Written request:
Print the entire listing. Each line must match the original exactly.

Source material:

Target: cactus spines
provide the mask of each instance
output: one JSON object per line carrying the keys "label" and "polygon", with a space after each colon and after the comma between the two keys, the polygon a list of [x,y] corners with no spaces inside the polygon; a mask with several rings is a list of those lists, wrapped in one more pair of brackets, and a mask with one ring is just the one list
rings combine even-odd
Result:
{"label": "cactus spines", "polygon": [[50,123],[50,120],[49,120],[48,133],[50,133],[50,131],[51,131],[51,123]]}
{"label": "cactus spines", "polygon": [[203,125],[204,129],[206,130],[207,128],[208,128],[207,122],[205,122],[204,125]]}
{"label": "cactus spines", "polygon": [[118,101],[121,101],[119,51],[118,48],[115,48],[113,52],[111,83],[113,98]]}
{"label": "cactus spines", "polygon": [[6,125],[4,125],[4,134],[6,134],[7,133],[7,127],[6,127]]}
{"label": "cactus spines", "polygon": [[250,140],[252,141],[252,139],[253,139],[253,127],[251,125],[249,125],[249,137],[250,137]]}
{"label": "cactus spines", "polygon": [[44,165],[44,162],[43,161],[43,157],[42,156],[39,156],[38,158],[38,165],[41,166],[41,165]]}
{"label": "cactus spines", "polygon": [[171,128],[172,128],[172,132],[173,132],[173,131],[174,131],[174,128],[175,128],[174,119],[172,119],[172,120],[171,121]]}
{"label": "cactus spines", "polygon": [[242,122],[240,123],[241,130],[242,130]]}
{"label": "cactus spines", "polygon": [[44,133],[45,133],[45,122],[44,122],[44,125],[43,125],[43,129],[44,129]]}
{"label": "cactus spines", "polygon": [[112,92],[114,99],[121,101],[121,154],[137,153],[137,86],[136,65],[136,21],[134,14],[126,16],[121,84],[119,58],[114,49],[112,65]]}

Result for this exercise:
Target: cactus spines
provide the mask of each instance
output: one JSON object per line carrying the keys "label" and "polygon", with a space after each colon and after the comma between the two keys, the polygon a list of [x,y] corners with no spaces inside the polygon; a mask with several rings is a list of those lists, wrapped in one more pair of brackets, and a mask with one ring is just the one list
rings combine even-odd
Result:
{"label": "cactus spines", "polygon": [[50,123],[50,120],[49,120],[48,133],[50,133],[50,131],[51,131],[51,123]]}
{"label": "cactus spines", "polygon": [[203,125],[204,129],[206,130],[207,128],[208,128],[207,122],[205,122],[204,125]]}
{"label": "cactus spines", "polygon": [[118,101],[121,101],[119,51],[118,48],[115,48],[113,52],[111,83],[113,98]]}
{"label": "cactus spines", "polygon": [[6,125],[4,125],[4,134],[6,134],[7,133],[7,127],[6,127]]}
{"label": "cactus spines", "polygon": [[250,140],[252,141],[252,139],[253,139],[253,127],[251,125],[249,125],[249,137],[250,137]]}
{"label": "cactus spines", "polygon": [[44,165],[44,162],[43,161],[43,157],[42,156],[39,156],[38,158],[38,165],[41,166],[41,165]]}
{"label": "cactus spines", "polygon": [[171,128],[172,128],[172,132],[173,132],[173,131],[174,131],[174,128],[175,128],[174,119],[172,119],[172,120],[171,121]]}
{"label": "cactus spines", "polygon": [[242,122],[240,123],[241,130],[242,130]]}
{"label": "cactus spines", "polygon": [[44,133],[45,133],[45,122],[44,122],[44,125],[43,125],[43,129],[44,129]]}
{"label": "cactus spines", "polygon": [[112,92],[114,99],[121,101],[121,154],[137,153],[137,86],[136,65],[136,21],[134,14],[126,16],[121,84],[119,58],[114,49],[112,65]]}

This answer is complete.